▸ **Document section**:
Global Stakeholders: Investors, customers, and partners with interests spanning international borders,
influencing global business practices. Global stakeholders balance global business interests and
responsibilities. Engage in global partnerships, adhere to global standards, and maintain cross-cultural
communication. Interests involve adapting to diverse markets, complying with international regulations,
and fostering a positive global business image.

A corporation that neglects any of these constituencies may face reputational damage, legal challenges,
or financial losses.

3. Brand Identity, Brand Image & Brand Reputation


Brand is a positive thought that gets created inside the minds of people. Brands serves as a symbolic
representation that influences people by offering them to set of mental association. These associations
are gathered over a period of time from the community, from media representation and social
influences.

Brand positions a highly positive image of the product and services in the mind of the people, thereby
communicating trust, reputation and certain guarantee.

Branding refers to the use of techniques to manipulate perceptions so that people become positively
disposed towards particular products, services or organizations.

▸ **Data listing**:
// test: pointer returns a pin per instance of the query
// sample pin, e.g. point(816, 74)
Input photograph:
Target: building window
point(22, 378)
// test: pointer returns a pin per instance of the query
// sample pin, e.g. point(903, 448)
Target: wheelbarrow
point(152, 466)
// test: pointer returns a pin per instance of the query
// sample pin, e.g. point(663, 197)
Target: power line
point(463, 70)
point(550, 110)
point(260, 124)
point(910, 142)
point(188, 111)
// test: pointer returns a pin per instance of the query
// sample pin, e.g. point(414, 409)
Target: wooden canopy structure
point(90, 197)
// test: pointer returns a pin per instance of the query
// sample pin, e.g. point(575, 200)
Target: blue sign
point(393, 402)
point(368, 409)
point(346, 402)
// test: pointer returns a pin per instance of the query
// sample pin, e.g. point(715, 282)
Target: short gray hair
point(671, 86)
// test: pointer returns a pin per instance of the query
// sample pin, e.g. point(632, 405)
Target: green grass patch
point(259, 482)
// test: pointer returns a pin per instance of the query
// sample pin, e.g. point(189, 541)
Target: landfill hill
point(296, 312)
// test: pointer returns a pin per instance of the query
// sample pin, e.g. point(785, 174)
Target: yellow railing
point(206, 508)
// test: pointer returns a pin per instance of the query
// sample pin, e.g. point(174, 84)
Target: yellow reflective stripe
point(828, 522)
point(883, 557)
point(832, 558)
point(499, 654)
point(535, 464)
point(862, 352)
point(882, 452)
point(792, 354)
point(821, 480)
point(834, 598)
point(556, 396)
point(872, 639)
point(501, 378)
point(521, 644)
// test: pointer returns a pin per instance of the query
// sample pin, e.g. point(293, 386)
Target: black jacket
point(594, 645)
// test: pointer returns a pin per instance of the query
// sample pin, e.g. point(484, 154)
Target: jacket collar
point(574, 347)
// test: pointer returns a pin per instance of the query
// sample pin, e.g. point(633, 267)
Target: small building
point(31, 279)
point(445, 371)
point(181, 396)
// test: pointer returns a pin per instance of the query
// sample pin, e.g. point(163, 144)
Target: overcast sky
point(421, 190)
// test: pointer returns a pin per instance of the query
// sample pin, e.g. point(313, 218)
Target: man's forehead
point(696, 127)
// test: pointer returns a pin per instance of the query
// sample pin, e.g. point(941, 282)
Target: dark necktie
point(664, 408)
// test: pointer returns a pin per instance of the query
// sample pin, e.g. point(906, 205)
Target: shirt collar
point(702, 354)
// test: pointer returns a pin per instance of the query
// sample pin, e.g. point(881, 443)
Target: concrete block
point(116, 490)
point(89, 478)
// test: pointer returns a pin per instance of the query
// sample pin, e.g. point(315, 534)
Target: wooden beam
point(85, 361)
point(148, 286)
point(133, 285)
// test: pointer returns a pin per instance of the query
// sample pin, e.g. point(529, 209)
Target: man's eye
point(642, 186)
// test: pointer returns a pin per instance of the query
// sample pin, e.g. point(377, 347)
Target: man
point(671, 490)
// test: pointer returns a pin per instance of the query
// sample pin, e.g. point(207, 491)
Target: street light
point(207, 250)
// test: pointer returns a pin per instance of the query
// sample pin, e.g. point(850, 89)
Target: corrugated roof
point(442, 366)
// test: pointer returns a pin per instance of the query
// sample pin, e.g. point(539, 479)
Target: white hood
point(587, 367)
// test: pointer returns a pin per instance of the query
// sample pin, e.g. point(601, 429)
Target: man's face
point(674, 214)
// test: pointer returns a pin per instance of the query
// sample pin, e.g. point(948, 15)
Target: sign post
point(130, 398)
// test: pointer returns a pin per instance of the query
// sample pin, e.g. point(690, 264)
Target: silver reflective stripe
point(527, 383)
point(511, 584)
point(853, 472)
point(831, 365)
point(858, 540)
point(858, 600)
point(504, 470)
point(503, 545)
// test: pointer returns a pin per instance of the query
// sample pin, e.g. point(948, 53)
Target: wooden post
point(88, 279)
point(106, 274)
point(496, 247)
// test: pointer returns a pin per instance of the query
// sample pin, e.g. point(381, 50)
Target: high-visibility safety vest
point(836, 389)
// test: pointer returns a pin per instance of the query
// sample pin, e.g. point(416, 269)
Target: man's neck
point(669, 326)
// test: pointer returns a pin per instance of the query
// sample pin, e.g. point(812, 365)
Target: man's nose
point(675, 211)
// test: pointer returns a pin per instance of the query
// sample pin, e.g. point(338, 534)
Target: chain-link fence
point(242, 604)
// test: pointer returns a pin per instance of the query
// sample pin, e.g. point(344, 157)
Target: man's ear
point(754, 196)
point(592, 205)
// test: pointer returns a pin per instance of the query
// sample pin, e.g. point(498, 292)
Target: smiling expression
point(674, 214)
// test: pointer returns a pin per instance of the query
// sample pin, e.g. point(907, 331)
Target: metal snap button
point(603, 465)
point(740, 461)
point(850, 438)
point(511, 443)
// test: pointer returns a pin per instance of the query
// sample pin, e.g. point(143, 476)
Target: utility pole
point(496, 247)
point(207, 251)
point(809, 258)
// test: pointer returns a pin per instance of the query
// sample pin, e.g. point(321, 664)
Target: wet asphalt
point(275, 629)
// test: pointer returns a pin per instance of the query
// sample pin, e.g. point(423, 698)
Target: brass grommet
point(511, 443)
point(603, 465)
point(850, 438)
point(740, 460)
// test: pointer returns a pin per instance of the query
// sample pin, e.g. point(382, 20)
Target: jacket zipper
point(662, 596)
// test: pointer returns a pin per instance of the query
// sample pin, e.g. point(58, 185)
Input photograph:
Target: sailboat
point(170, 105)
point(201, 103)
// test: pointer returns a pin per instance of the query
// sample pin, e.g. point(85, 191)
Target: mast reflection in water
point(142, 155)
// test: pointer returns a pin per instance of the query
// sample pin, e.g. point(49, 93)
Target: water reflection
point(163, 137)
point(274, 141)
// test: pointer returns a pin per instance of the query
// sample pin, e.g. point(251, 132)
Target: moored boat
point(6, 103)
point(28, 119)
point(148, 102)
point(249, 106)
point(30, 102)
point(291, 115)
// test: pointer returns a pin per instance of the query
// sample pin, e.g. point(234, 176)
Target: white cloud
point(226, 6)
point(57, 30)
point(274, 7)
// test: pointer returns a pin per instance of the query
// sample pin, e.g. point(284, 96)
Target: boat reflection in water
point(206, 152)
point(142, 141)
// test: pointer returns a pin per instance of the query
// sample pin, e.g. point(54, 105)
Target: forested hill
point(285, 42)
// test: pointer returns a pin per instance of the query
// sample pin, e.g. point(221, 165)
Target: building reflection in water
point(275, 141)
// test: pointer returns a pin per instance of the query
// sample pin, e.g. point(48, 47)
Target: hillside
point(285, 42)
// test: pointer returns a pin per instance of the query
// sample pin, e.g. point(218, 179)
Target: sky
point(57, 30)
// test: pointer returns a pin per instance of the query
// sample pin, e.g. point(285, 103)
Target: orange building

▸ **Task brief**:
Answer the following from the passage on stakeholders and branding:
(a) What three outcomes may a corporation face if it neglects any of these constituencies?
(b) From what sources are a brand's mental associations gathered over time?
(c) What does a brand communicate by positioning a highly positive image of products and services?

▸ **Result of this task**:
(a) Reputational damage, legal challenges, or financial losses.
(b) From the community, from media representation, and from social influences.
(c) Trust, reputation, and certain guarantee.